Dataset items
════════════════
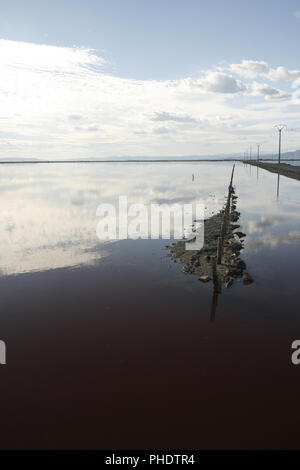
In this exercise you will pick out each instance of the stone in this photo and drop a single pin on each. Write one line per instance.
(204, 278)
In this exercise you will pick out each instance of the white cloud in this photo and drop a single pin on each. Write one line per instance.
(269, 92)
(218, 82)
(58, 102)
(163, 116)
(250, 68)
(255, 69)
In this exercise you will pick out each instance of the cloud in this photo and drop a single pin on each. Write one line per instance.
(250, 68)
(255, 69)
(58, 101)
(270, 93)
(218, 82)
(75, 117)
(163, 130)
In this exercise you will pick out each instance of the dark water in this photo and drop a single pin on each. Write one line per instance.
(110, 345)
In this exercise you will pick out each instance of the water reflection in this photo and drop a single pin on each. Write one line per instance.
(48, 213)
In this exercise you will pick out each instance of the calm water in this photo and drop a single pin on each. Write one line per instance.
(110, 345)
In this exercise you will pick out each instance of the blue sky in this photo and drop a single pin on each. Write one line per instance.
(161, 39)
(168, 77)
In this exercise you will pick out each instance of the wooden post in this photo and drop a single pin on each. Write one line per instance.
(219, 250)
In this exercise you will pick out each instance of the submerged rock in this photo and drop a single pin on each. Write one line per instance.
(219, 259)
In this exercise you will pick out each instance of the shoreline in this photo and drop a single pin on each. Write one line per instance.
(284, 169)
(150, 161)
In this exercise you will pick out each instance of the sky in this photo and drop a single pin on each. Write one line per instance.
(93, 78)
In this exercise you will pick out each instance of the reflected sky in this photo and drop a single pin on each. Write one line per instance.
(48, 212)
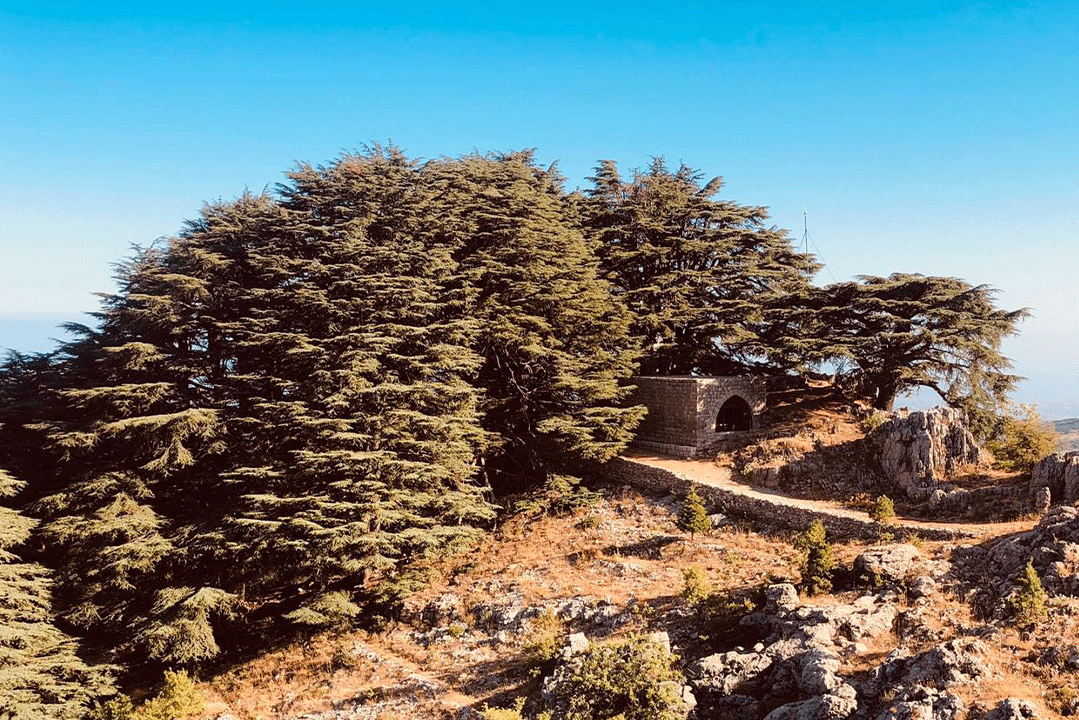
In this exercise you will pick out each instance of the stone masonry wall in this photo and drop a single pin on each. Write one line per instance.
════════════════
_Problem statement_. Output the records above verbatim. Pictures stay out.

_Exercise solution_.
In this exercise you will pick out each instance of the stone in this photo and drop a single pin on each. Write one line per instance.
(204, 278)
In this exercise you will pick out each instance of the white cloud in this photo and drop a single pin on each. Write one line per instance.
(269, 92)
(218, 82)
(58, 102)
(163, 116)
(250, 68)
(255, 69)
In this exercise you will pick out each instance of the cloud in this photo and drop a single pin on each. Write one line per instance.
(250, 68)
(255, 69)
(58, 101)
(270, 93)
(218, 82)
(75, 117)
(163, 130)
In this exercise you will pick out each instance of the dark water in this photo and drop a single pin on each. Write one line per instance.
(110, 345)
In this exercise you will pick out each instance of the water reflection in this photo and drop a single pin on each. Write one line per instance.
(48, 213)
In this exercise you will pick out each instance of the calm water in this photo and drop a single pin on each. Write one line per instance.
(110, 345)
In this exercise you will pick out each instance of the blue sky in this photo and drop a single pin on each. Write one line per instance.
(161, 39)
(168, 77)
In this exercise you will pick out each instance of the wooden post in this photo and drop a single pin on each. Write one line per instance.
(219, 250)
In this exercise you will pick out each instance of the submerged rock in this photo and drop a single pin on each. Write one line per instance.
(219, 259)
In this exercise you will pick out each instance of the shoreline in this photo and drop a single pin on each. Write one line per instance.
(284, 169)
(150, 161)
In this exercise you will pick out each instance of the sky in this photo and drop a single pin on each. Write one line per instance.
(93, 78)
In this exercise you will pick out each instance of the reflected sky in this photo and drop a single pin on each. Write one line per instance.
(48, 212)
In this exercise you will pick out each instance of the stone masonry wall in this photo and drop a single pin on each. Write one line per instance.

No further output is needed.